## Objective
Format every line of the rows below as a JSON list of strings, one string per line. Skip blank lines and leave out the pictures.

## Exercise input

* * * * *

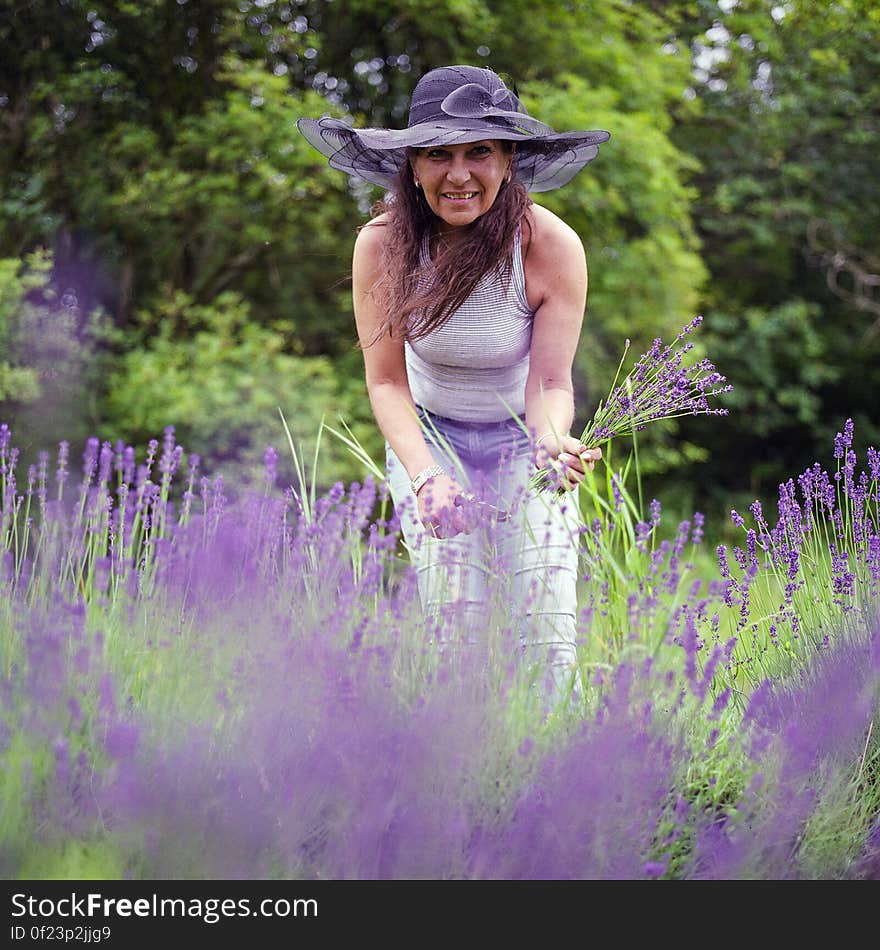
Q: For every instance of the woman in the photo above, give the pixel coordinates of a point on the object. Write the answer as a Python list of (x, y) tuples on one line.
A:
[(469, 301)]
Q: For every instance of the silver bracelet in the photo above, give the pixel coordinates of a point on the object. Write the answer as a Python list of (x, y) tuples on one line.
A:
[(421, 477)]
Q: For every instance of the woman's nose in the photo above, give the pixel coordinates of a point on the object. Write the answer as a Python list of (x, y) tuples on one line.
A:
[(458, 172)]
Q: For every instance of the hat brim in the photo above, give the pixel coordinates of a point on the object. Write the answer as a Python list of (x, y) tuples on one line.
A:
[(544, 159)]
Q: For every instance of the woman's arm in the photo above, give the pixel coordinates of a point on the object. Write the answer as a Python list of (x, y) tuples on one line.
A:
[(556, 280), (386, 379)]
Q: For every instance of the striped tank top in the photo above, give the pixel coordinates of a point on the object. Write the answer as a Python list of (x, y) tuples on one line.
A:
[(475, 366)]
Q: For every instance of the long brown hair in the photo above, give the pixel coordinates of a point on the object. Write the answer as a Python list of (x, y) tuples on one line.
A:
[(417, 301)]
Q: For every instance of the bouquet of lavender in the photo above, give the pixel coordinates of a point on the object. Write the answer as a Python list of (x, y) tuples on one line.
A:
[(659, 386)]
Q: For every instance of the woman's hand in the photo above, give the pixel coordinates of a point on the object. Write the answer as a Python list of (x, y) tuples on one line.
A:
[(568, 456), (438, 511)]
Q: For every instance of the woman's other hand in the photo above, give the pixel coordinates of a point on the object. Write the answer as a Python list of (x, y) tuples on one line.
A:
[(568, 456), (439, 511)]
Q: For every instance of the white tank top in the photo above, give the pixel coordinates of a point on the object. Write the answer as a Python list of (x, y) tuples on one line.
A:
[(478, 361)]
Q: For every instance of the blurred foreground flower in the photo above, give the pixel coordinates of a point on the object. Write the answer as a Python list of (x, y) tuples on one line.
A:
[(659, 386)]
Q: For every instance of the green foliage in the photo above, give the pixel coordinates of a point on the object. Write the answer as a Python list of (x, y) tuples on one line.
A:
[(220, 379), (50, 353)]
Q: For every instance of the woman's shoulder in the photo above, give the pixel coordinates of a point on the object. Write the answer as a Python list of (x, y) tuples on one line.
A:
[(548, 239), (548, 231)]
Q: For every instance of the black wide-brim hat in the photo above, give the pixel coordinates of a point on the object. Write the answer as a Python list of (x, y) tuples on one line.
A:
[(449, 106)]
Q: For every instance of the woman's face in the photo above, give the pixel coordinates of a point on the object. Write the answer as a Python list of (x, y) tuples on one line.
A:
[(461, 182)]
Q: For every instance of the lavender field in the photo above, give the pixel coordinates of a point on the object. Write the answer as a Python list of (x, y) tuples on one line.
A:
[(229, 682)]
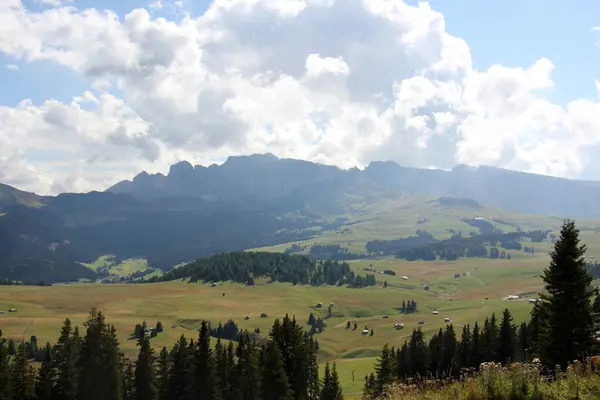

* * * * *

## Worked answer
[
  "Q: For every instance of the woman in the photo above, give the pixel coordinates of a point on the object. Write the answer as a Python list of (x, y) tuples on one line.",
  "A:",
  "[(469, 301)]",
  "Q: For every instance of the silver bracelet in the photo above, give the pixel coordinates of a point on the object. Write the answer as a Python list of (x, y) tuples on one line.",
  "A:",
  "[(421, 477)]",
  "Q: For every instance of the woman's nose in the photo above, give the pixel coordinates of a point on the object. Write the answer as a Python list of (x, y) tuples on one line.",
  "A:",
  "[(458, 172)]",
  "Q: For every instance of the hat brim in the photo above, give the pixel coordinates of a point on the object. Write the answer as a Python list of (x, y) tuples on one line.",
  "A:",
  "[(544, 159)]",
  "Q: For every instance of the woman's arm in the photo above, give the pixel coordinates of a point on the object. Write the answer as a Python list of (x, y) tuples on one line.",
  "A:",
  "[(556, 280), (386, 379)]",
  "Q: For every instance of the striped tank top in the photo above, give the pixel coordinates of a point on the object. Write the answer as a Python list of (x, y) tuples on one line.",
  "A:",
  "[(475, 366)]",
  "Q: For every instance of the long brown hair in the photo above, give the pixel coordinates of a point on the object. Write the answer as a Python list of (x, y) tuples on one line.",
  "A:",
  "[(417, 301)]",
  "Q: For every instance of the bouquet of lavender in the photo above, give the pixel coordinates of a point on the object. Write the answer as a Python list of (x, y) tuples on one line.",
  "A:",
  "[(659, 386)]",
  "Q: For every instance of the woman's hand in the photo above, give the pixel coordinates of a point on the object. Write the answer as a Python list of (x, y) tuples on one line.",
  "A:",
  "[(568, 456), (438, 511)]",
  "Q: For every instance of the woman's other hand in the photo above, give the pixel coordinates of a point on the object. Write the answer as a Python list of (x, y) tuples on one line.",
  "A:",
  "[(568, 456), (439, 511)]",
  "Q: For every instance of the white tank top in the photo above, give the pixel coordinates of a point on the object. Write the answer as a Python list of (x, y) tuples on one line.",
  "A:",
  "[(478, 361)]",
  "Q: For every instance of the blurred foreground flower in the photo above, give the pixel coordinates of a point on the object. Write the answer as a Python list of (x, y) tuples on one line.",
  "A:",
  "[(659, 386)]",
  "Q: For every instance of the green foliage in the photo above, give the pixel coordinates of a point on the object. Write the answer as a Python list of (x, y) tuples on one line.",
  "A:",
  "[(220, 379), (50, 353)]",
  "Q: For every instance of the woman's shoulder in the photo above, give the pixel coordinates of a point on the object. Write the answer as a Python list of (x, y) tuples on one line.",
  "A:",
  "[(548, 239), (548, 231)]",
  "Q: For every instance of the black wide-brim hat in the photo above, give the pixel coordinates of a point on the object. Write the answer as a Python list of (x, y) tuples on one line.",
  "A:",
  "[(449, 106)]",
  "Q: For every instance of the woman's face in the photo above, give the pixel coordinates of a point on the object. Write the answer as a Python list of (x, y) tuples on one line.",
  "A:",
  "[(461, 182)]",
  "Q: For every instance of the lavender field in the photo above, give the pixel coordinates of a point on the object. Write the answer as a Python list of (x, y) tuples on one line.",
  "A:",
  "[(229, 682)]"
]